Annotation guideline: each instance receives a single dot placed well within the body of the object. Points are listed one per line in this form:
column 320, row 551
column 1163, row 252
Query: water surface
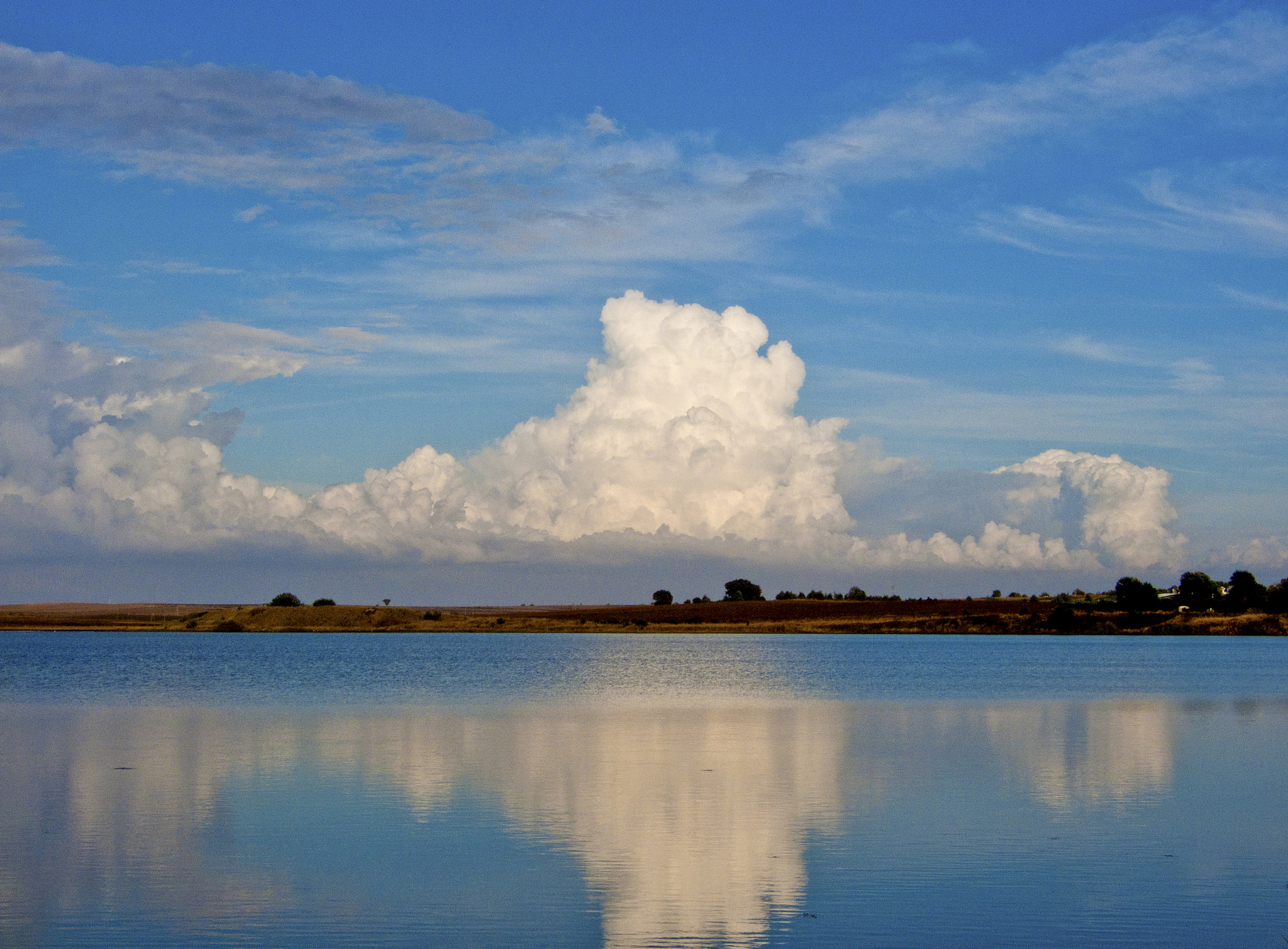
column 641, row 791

════════

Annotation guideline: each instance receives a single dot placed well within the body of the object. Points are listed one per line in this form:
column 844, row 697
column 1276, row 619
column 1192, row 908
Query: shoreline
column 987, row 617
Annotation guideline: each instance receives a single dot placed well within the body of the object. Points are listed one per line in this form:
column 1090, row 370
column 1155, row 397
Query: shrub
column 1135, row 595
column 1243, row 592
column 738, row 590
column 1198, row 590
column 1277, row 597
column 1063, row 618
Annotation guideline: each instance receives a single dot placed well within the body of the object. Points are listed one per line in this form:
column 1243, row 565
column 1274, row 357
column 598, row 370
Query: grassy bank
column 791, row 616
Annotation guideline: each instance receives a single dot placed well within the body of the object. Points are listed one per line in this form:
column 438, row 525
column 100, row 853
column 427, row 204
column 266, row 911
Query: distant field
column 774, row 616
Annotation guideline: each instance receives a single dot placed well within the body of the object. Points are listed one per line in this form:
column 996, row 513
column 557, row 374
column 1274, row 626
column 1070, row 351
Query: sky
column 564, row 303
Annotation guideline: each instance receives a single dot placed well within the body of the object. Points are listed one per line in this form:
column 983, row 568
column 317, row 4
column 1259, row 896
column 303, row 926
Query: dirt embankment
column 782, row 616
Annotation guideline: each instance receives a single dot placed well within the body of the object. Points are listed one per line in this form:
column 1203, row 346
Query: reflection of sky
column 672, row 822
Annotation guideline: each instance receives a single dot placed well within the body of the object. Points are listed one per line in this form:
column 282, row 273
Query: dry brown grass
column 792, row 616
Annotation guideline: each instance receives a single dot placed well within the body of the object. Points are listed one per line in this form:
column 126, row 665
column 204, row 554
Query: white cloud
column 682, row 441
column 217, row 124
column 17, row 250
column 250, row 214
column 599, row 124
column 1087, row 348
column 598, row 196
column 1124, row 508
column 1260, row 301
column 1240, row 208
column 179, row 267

════════

=== Aim ===
Return every line in the records above that contains the word "Query".

=== Task output ===
Query: water surface
Query: shoreline
Query: shrub
Query: grassy bank
Query: distant field
Query: sky
Query: dirt embankment
Query: reflection of sky
Query: dry brown grass
Query: white cloud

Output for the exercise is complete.